> **The input**
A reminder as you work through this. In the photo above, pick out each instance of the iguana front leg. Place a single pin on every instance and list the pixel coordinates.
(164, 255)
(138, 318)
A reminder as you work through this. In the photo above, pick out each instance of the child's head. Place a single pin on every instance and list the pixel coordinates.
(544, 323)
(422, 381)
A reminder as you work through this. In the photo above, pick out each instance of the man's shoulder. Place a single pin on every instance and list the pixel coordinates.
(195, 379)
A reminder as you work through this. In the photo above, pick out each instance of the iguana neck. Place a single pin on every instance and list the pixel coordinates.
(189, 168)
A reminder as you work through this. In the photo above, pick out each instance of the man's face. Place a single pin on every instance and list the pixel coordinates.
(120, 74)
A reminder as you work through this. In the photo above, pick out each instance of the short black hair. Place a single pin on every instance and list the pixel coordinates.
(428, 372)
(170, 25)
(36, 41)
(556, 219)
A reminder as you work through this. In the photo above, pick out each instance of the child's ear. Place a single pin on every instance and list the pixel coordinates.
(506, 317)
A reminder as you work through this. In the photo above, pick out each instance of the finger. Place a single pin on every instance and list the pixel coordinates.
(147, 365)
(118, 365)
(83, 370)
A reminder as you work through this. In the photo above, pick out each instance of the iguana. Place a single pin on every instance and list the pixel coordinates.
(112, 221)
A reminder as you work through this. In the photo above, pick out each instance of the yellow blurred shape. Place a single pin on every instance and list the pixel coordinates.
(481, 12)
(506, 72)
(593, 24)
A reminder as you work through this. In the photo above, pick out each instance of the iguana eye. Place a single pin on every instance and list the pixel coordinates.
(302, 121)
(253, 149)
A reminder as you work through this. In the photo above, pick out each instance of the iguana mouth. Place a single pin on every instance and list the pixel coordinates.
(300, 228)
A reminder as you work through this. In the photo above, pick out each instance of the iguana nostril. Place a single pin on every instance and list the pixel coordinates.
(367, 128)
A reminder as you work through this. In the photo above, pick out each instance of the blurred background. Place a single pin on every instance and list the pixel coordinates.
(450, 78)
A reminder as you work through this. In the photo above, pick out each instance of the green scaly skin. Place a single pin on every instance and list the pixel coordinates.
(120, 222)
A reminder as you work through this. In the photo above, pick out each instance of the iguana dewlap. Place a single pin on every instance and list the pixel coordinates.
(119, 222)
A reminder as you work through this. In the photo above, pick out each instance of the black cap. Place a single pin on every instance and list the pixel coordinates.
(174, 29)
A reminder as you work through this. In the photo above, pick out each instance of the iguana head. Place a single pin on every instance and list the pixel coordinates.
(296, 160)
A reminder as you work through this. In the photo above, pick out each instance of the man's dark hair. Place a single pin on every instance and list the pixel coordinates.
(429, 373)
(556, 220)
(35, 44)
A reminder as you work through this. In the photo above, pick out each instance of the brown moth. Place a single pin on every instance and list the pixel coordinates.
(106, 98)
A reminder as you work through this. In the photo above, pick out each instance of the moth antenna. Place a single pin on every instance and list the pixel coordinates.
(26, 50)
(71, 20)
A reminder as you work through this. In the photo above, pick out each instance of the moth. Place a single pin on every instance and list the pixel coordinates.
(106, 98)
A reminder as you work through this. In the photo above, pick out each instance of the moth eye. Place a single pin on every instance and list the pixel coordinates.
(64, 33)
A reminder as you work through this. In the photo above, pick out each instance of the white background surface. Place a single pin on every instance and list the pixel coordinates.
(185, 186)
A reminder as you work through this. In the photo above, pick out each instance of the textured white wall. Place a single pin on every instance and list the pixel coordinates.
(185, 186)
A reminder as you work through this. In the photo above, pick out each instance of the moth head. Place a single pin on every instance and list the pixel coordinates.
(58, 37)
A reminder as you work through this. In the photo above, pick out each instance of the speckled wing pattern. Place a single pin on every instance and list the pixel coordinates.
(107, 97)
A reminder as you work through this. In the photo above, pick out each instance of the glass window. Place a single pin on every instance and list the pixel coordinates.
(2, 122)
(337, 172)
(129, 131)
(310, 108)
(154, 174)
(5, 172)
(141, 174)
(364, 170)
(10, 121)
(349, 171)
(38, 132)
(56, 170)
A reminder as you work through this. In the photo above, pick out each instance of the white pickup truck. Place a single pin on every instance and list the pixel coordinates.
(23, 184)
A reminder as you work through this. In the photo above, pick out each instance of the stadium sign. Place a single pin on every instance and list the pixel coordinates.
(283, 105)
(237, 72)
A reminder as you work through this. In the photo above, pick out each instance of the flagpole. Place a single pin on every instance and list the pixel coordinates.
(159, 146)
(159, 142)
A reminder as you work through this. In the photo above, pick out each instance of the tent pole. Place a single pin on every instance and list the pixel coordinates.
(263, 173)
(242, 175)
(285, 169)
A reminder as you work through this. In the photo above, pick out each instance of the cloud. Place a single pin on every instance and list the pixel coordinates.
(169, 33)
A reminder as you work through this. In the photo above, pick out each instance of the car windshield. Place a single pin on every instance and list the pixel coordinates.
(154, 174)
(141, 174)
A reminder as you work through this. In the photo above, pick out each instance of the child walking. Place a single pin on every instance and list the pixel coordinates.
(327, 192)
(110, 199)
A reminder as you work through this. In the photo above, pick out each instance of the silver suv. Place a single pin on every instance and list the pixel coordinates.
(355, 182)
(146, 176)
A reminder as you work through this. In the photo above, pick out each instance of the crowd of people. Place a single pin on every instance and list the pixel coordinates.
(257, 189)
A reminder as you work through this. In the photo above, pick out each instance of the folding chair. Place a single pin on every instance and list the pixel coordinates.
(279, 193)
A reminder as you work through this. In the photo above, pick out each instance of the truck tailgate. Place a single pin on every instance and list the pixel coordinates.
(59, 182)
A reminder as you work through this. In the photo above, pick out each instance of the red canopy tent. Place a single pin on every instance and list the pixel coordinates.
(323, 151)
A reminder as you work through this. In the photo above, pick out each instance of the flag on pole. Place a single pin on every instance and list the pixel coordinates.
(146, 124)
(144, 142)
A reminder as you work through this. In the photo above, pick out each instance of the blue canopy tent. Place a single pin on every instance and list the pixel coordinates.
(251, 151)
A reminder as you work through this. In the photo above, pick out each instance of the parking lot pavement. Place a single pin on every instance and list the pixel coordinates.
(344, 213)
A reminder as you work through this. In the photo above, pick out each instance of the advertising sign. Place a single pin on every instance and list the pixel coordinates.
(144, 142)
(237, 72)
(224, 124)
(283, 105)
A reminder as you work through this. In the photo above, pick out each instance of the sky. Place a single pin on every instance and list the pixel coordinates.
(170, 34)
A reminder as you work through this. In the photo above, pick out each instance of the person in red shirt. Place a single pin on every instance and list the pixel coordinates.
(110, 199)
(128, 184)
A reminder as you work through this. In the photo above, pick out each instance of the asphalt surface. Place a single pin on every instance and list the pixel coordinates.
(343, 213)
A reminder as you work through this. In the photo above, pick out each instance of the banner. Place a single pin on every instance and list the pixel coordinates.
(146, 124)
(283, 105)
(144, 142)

> **The problem**
Quote verbatim the line containing "of the sky." and every line after it through the end of the records above.

> **Solution**
A reminder as you work through this. In the photo above, pick out each instance of the sky. Place a single pin on every instance and list the pixel coordinates.
(170, 34)
A reminder as you work through this. In the photo above, pick out each instance of the person in red shirt. Place a single pin on every instance and list the pixel coordinates.
(110, 199)
(128, 184)
A reminder as you work through this. In the photo above, pick out each instance of the asphalt surface. Place a single pin on every instance and list the pixel coordinates.
(343, 213)
A reminder as you work through this. In the photo above, pick out each instance of the banner. Place a single pin on every instance and list the pixel coordinates.
(146, 124)
(283, 105)
(144, 142)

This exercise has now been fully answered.